## Problem description
In the response, the entries must appear exactly as supplied.

─── Source data

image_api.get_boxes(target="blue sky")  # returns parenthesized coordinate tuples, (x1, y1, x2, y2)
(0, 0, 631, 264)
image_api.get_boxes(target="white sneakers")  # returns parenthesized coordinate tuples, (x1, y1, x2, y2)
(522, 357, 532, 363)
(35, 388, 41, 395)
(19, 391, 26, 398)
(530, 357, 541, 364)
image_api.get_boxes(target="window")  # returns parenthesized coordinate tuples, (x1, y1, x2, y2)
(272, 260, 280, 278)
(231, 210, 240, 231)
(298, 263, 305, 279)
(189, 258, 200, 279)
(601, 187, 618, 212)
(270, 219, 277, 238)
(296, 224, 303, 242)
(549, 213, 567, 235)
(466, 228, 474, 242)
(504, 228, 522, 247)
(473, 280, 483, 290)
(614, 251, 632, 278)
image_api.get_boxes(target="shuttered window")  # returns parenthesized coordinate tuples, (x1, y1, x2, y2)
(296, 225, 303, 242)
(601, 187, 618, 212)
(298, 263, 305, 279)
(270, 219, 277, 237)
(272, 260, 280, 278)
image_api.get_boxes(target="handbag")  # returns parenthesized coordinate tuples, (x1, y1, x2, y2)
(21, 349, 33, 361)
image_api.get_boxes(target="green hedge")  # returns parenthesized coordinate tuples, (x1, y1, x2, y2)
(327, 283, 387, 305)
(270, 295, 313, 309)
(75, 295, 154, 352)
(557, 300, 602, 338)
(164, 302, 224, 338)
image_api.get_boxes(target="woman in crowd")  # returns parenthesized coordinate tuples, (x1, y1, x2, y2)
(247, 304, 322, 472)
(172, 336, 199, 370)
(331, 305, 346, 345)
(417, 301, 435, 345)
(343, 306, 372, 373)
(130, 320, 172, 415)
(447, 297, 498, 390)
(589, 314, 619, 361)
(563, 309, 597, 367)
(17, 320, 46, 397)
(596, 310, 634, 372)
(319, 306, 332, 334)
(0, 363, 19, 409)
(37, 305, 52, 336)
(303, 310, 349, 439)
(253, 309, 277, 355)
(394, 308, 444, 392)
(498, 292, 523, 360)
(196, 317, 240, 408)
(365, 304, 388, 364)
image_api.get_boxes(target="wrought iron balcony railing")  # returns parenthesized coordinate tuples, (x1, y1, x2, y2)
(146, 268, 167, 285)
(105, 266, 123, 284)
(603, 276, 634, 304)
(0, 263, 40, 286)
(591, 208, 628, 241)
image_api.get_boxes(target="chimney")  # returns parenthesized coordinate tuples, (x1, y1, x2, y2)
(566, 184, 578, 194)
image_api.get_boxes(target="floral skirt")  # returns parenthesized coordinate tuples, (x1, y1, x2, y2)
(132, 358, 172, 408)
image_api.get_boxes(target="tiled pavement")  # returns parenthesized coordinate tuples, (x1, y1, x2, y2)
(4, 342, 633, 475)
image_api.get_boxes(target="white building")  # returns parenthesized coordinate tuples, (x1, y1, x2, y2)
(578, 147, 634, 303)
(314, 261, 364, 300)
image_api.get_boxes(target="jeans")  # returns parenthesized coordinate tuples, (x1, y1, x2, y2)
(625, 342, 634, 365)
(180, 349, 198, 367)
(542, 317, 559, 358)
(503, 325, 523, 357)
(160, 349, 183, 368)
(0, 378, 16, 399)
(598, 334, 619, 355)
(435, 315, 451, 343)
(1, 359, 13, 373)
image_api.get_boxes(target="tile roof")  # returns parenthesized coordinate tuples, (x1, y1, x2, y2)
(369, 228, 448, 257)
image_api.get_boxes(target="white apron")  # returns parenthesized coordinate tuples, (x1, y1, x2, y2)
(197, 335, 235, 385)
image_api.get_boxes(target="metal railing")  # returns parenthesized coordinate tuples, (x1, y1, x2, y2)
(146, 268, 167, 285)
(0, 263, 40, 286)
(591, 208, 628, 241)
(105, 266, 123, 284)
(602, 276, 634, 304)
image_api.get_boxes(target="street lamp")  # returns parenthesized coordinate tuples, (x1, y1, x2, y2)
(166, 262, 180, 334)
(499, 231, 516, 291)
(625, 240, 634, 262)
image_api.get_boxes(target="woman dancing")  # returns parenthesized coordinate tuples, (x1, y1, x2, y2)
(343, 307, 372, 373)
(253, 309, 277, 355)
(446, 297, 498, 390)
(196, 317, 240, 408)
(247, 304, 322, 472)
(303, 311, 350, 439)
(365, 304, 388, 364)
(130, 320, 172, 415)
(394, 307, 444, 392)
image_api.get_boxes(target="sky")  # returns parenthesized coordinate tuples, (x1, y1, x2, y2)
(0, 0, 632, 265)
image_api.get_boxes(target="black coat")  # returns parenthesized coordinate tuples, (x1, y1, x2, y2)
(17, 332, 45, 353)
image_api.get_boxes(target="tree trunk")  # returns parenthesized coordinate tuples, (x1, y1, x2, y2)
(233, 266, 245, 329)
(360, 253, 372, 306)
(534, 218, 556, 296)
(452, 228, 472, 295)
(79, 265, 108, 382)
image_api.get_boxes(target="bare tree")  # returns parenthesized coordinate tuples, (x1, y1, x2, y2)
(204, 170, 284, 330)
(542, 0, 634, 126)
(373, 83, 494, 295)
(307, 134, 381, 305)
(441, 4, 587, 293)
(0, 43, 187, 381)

──────

## Task result
image_api.get_boxes(target="blue sky")  # returns parenthesized coordinate tuples, (x1, y1, x2, y2)
(0, 0, 631, 264)
image_api.get_boxes(target="white sneakers")  # returns parenthesized coordinate tuples, (x1, y1, x2, y2)
(522, 357, 532, 363)
(35, 388, 41, 395)
(19, 391, 26, 398)
(530, 357, 541, 364)
image_api.get_boxes(target="window")  # returns parenthesized coordinate tuples, (x1, y1, x2, y2)
(272, 260, 280, 278)
(231, 210, 240, 231)
(298, 263, 305, 279)
(189, 258, 200, 279)
(601, 187, 618, 212)
(270, 219, 277, 238)
(296, 224, 303, 242)
(549, 213, 567, 235)
(466, 228, 474, 242)
(504, 228, 522, 247)
(473, 280, 483, 290)
(614, 251, 632, 278)
image_api.get_boxes(target="shuttered window")  # returns parenthesized coordinate tuples, (x1, y1, x2, y2)
(296, 225, 303, 242)
(601, 187, 618, 212)
(298, 263, 305, 279)
(270, 219, 277, 237)
(272, 260, 280, 278)
image_api.get_boxes(target="handbag")  # returns parenthesized coordinate tuples, (x1, y1, x2, y2)
(21, 349, 33, 361)
image_api.get_boxes(target="green hedge")  # returns parenthesized coordinate tuples, (x1, y1, x2, y2)
(327, 283, 387, 305)
(270, 295, 313, 309)
(75, 295, 154, 352)
(557, 300, 602, 338)
(164, 302, 224, 338)
image_api.get_boxes(target="woman in crowd")  # returns parenthesized coordinate tuples, (x1, y1, x2, y2)
(247, 304, 322, 472)
(172, 336, 199, 370)
(331, 305, 346, 345)
(417, 301, 435, 345)
(343, 306, 372, 373)
(130, 320, 172, 415)
(447, 297, 498, 390)
(589, 314, 619, 361)
(563, 309, 597, 367)
(17, 320, 46, 397)
(596, 310, 634, 372)
(319, 306, 332, 334)
(0, 363, 19, 409)
(37, 305, 52, 336)
(303, 310, 349, 439)
(253, 309, 277, 355)
(394, 308, 444, 392)
(498, 292, 523, 360)
(196, 317, 240, 408)
(365, 304, 388, 364)
image_api.get_boxes(target="wrought iron balcony railing")  # returns parenthesized coordinate tuples, (x1, y1, x2, y2)
(146, 268, 167, 285)
(105, 266, 123, 284)
(603, 276, 634, 304)
(0, 263, 40, 286)
(591, 208, 628, 241)
image_api.get_boxes(target="chimney")  # returns parenthesized coordinate tuples, (x1, y1, x2, y2)
(566, 184, 578, 194)
image_api.get_boxes(target="floral skirt")  # returns parenthesized coordinate tuples, (x1, y1, x2, y2)
(132, 358, 172, 408)
image_api.get_boxes(target="tiled pavement")  # returns parenthesized coordinate tuples, (x1, y1, x2, y2)
(4, 342, 633, 475)
image_api.get_boxes(target="white building")  # returns parenthesized coordinate tuples, (x1, y1, x2, y2)
(578, 147, 634, 303)
(314, 261, 364, 300)
image_api.get_boxes(target="jeans")  # returns parenthesized coordinate tuples, (x1, y1, x2, y2)
(625, 342, 634, 365)
(180, 349, 198, 367)
(542, 317, 559, 358)
(503, 325, 523, 357)
(160, 349, 183, 368)
(0, 378, 16, 399)
(598, 334, 619, 355)
(435, 315, 451, 343)
(1, 359, 13, 373)
image_api.get_boxes(target="tile roof")  # returns parenthesized coordinate tuples, (x1, y1, x2, y2)
(369, 228, 448, 257)
image_api.get_boxes(target="white apron")  # returns parenthesized coordinate tuples, (x1, y1, x2, y2)
(197, 335, 235, 385)
image_api.get_boxes(target="metal railing")  # returns parenthesized coordinate tuples, (x1, y1, x2, y2)
(146, 268, 167, 285)
(0, 263, 40, 286)
(591, 208, 628, 241)
(105, 266, 123, 284)
(602, 276, 634, 304)
image_api.get_boxes(target="street lamp")  # returns parenthesized coordinate tuples, (x1, y1, x2, y2)
(166, 262, 180, 334)
(499, 231, 516, 291)
(625, 240, 634, 262)
image_api.get_boxes(target="woman dancing")  # returns parenthesized coordinate tuples, (x1, y1, x2, y2)
(343, 307, 372, 373)
(253, 309, 277, 355)
(446, 297, 498, 390)
(196, 317, 240, 408)
(247, 304, 322, 472)
(303, 311, 350, 439)
(365, 304, 388, 364)
(130, 320, 172, 415)
(394, 307, 444, 392)
image_api.get_boxes(target="sky")  # returns parenthesized coordinate tuples, (x1, y1, x2, y2)
(0, 0, 632, 265)
image_api.get_boxes(target="black coat")  # returns parenthesized coordinate tuples, (x1, y1, x2, y2)
(17, 332, 45, 353)
image_api.get_boxes(target="tree trunk")  # returns parenthesized coordinate tuples, (x1, y1, x2, y2)
(233, 266, 245, 329)
(360, 253, 372, 306)
(534, 218, 556, 296)
(452, 228, 472, 295)
(79, 265, 108, 382)
image_api.get_boxes(target="bare tree")  # returns parenthesized coordinate tuples, (x1, y1, x2, y2)
(204, 170, 284, 330)
(542, 0, 634, 126)
(373, 83, 494, 295)
(307, 134, 381, 305)
(441, 4, 587, 293)
(0, 43, 187, 381)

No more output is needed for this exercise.